Records ->
[Begin]
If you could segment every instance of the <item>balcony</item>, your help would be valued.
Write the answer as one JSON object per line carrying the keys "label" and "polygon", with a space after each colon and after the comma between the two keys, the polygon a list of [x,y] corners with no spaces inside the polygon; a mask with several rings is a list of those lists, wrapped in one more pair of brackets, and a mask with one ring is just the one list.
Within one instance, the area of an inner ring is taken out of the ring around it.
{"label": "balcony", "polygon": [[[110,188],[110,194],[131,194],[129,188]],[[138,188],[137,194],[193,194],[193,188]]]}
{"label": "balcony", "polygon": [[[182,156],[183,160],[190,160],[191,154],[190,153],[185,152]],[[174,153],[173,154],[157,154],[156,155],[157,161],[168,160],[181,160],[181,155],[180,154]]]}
[End]
What is being asked ->
Reproduce all of these entries with "instance" swapped for "occurrence" wherever it occurs, keeping everything else the same.

The answer ->
If you could segment every occurrence of the <item>balcony</item>, your help would be valued.
Write the answer as one JSON object per line carrying the keys "label" and "polygon", with a space after each colon and after the comma between the two keys, the polygon a list of [x,y] corners with no spaces inside the polygon; a mask with several rings is a list of those lists, wrapped in one more pair of brackets, and a mask with one ring is just the one list.
Within one occurrence, the area of an inner ring is taken out of the ring around it.
{"label": "balcony", "polygon": [[[110,188],[110,194],[131,194],[129,188]],[[138,188],[137,194],[193,194],[193,188]]]}
{"label": "balcony", "polygon": [[[182,156],[183,160],[190,160],[191,154],[190,153],[185,152]],[[174,153],[173,154],[157,154],[156,155],[157,161],[168,160],[181,160],[181,155],[180,154]]]}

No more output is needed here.